Count the lines in the rows below that contain the string "tower". Reply with the number only.

= Data in this exercise =
○ ○ ○ ○

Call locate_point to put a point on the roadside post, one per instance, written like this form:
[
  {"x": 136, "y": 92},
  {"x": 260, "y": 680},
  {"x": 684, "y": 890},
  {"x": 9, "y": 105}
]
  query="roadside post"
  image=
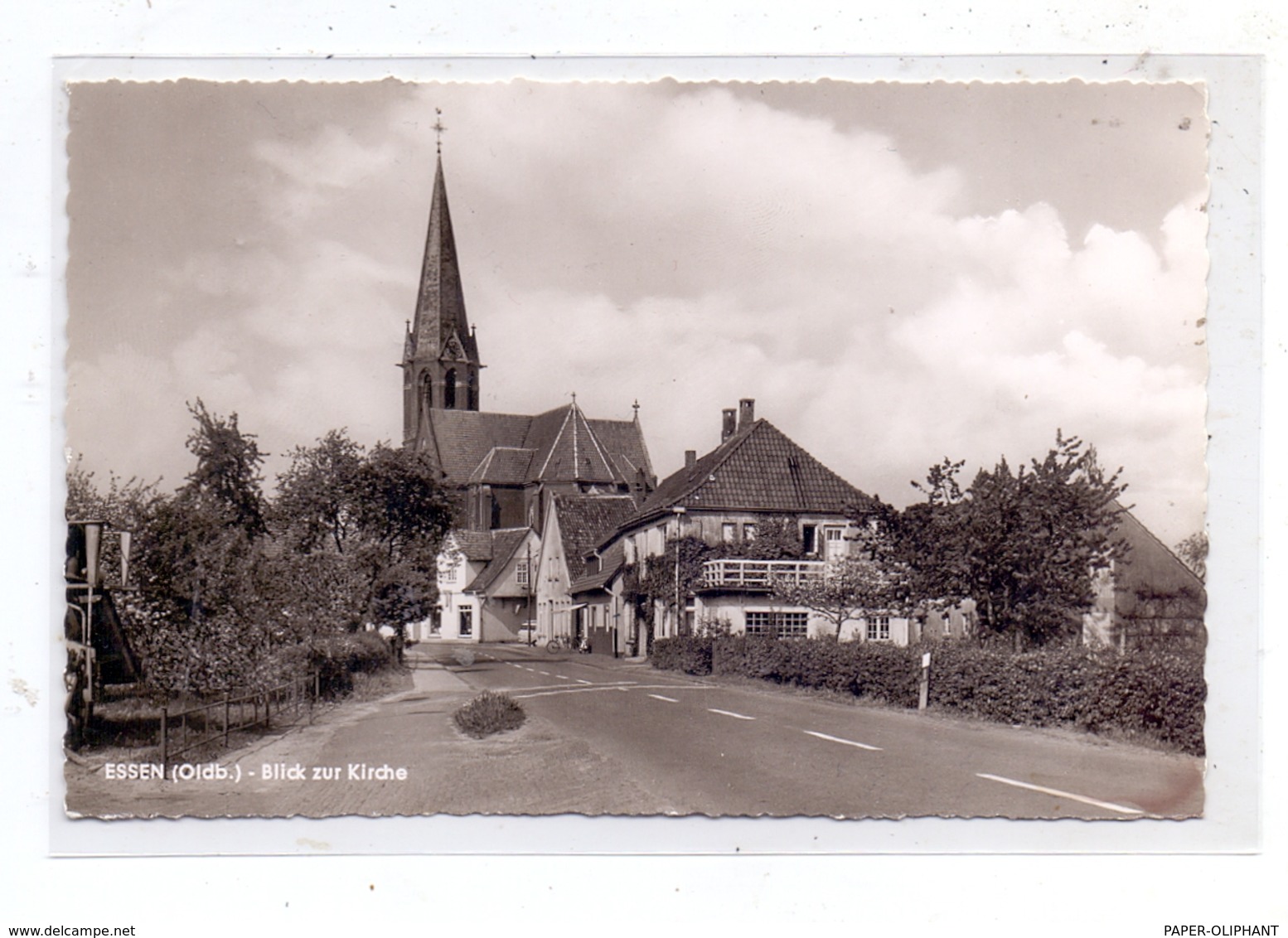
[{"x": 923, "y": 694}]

○ ○ ○ ○

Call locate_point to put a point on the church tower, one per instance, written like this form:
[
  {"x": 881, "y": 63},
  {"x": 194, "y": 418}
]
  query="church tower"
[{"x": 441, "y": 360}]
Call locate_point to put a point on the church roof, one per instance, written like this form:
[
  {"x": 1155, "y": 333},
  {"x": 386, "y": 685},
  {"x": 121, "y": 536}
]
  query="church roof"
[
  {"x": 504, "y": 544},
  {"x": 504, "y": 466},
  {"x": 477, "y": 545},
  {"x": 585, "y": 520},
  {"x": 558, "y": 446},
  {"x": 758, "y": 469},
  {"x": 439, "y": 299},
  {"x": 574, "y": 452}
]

○ ○ ○ ○

= Full response =
2